▶ **WRITTEN INSTRUCTION**: Revise the data below, changing every "well-known text" to "WKT" and leaving everything else as it is.
[Start RECORDS]
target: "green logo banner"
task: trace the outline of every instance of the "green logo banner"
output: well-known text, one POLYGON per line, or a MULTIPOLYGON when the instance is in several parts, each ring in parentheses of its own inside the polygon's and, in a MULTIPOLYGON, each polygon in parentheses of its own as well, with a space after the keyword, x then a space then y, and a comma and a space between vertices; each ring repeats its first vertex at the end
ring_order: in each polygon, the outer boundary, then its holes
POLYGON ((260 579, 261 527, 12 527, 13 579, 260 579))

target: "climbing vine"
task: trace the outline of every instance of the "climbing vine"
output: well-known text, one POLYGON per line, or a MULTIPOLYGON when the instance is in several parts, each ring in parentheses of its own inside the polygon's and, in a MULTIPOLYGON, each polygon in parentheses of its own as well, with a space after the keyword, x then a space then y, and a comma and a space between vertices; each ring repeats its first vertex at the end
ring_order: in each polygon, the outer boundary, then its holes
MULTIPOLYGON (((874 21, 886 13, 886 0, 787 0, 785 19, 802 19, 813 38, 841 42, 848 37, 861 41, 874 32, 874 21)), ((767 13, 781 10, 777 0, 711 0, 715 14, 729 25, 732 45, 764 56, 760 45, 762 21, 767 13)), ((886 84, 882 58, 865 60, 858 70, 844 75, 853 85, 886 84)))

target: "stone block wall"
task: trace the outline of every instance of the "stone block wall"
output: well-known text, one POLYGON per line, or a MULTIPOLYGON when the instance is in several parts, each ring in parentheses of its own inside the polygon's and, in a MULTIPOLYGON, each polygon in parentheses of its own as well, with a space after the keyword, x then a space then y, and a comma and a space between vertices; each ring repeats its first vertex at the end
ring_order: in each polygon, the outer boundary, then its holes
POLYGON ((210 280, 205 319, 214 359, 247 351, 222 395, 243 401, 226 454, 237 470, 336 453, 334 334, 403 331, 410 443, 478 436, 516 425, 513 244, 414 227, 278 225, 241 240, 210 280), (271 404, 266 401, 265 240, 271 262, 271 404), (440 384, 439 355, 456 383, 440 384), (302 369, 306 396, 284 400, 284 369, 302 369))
[End RECORDS]
▶ **TASK ANSWER**:
target: "green logo banner"
task: trace the outline of every instance of the "green logo banner"
output: WKT, one POLYGON per line, or a MULTIPOLYGON when the instance is in several parts, each ring in parentheses of its own inside the polygon's and, in a MULTIPOLYGON, each polygon in parentheses of its own as well, with a space after the keyword, x then a space then y, and a comma and a space between vertices; each ring repeats its first vertex at the end
ring_order: in each polygon, the outer boundary, then its holes
POLYGON ((260 579, 261 527, 12 527, 13 579, 260 579))

target: "climbing vine"
task: trace the outline of every instance of the "climbing vine"
output: WKT, one POLYGON per line, or a MULTIPOLYGON when the instance is in several parts, each ring in parentheses of its own inside the polygon's and, in a MULTIPOLYGON, each polygon in parentheses of its own as well, with a space after the keyword, x then a space then y, and a comma and a space between vertices; each ring repeats its first vertex at the end
ring_order: in each polygon, the outer boundary, then its holes
MULTIPOLYGON (((874 21, 886 13, 886 0, 787 0, 785 19, 802 19, 813 38, 841 42, 848 37, 861 41, 874 32, 874 21)), ((767 13, 781 10, 777 0, 711 0, 715 14, 729 25, 732 45, 764 56, 760 45, 762 21, 767 13)), ((886 84, 882 58, 865 60, 858 70, 844 75, 853 85, 886 84)))

target: "stone block wall"
task: trace the outline of every instance of the "stone block wall"
output: WKT, one POLYGON per line, or a MULTIPOLYGON when the instance is in several parts, each ring in parentheses of its own inside the polygon's and, in a MULTIPOLYGON, each polygon in parentheses of its own as well, with a space after the keyword, x then a space then y, and a comma and a space between vertices; each ring repeats its first vertex at the end
ring_order: in each polygon, the outer boundary, then its holes
POLYGON ((210 280, 205 319, 214 359, 247 351, 222 395, 243 401, 226 454, 237 470, 336 453, 334 334, 403 331, 410 443, 478 436, 516 425, 513 244, 414 227, 278 225, 241 240, 210 280), (271 404, 266 401, 265 240, 271 262, 271 404), (440 384, 439 355, 456 383, 440 384), (302 369, 306 396, 284 400, 284 369, 302 369))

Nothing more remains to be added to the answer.